Stated problem
Format the rows below as a numbered list, from the line containing "Would you mind annotating the man's hand" through the last row, both ends included. Omit blank lines.

★ ★ ★ ★

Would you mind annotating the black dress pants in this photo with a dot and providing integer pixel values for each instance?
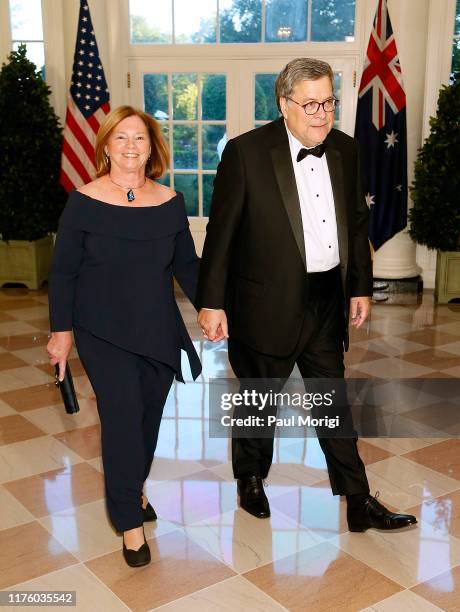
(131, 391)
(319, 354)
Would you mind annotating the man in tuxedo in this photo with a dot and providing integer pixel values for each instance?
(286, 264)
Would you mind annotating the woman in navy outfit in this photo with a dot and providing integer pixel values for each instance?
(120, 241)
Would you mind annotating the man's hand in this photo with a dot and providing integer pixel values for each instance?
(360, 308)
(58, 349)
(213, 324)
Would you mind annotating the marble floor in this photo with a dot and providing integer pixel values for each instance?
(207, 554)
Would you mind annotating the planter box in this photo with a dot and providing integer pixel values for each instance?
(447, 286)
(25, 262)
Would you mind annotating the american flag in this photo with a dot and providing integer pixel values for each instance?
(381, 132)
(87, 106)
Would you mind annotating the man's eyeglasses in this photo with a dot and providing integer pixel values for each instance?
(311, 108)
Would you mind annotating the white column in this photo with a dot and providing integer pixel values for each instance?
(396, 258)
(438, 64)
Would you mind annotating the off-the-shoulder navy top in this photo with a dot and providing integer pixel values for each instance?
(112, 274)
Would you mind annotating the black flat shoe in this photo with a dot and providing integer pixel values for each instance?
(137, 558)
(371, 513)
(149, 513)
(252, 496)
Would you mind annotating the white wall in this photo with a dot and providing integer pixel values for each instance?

★ ★ ★ ★

Finished exercise
1. Would you mind annotating the man's hand in this photo with a dot and providing integer pixel values for each instance?
2. (360, 308)
3. (58, 349)
4. (213, 324)
5. Would you mind annotating the marble floor in this photo with a dot and providing integer pixel values for each instance?
6. (207, 554)
7. Would you mind annotating the planter box in this photo with a dot and providing integer pixel values for each instance?
8. (447, 286)
9. (25, 262)
10. Would you mind annotating the american flag in this photo with a dot and providing integer pixel values for each instance?
11. (381, 132)
12. (87, 106)
13. Would you mind annotating the man's eyeglasses in this photo with a dot and providing integer pixel values for each instance?
14. (311, 108)
15. Would you mind annotating the white column in this photo with a dot and providing integer pixel values for each instance?
16. (396, 258)
17. (438, 64)
18. Would you mind annotating the off-the-shoulder navy top in this photo with a dot and providing integer pixel values for each instance?
19. (112, 274)
20. Would you mind annotating the black flat shoe in this photo with a dot and providing integer pixel values for each instance?
21. (137, 558)
22. (371, 513)
23. (149, 513)
24. (252, 496)
25. Would you mind annotating the white wall in this photo with a dot and providing integer pixel values for each instance?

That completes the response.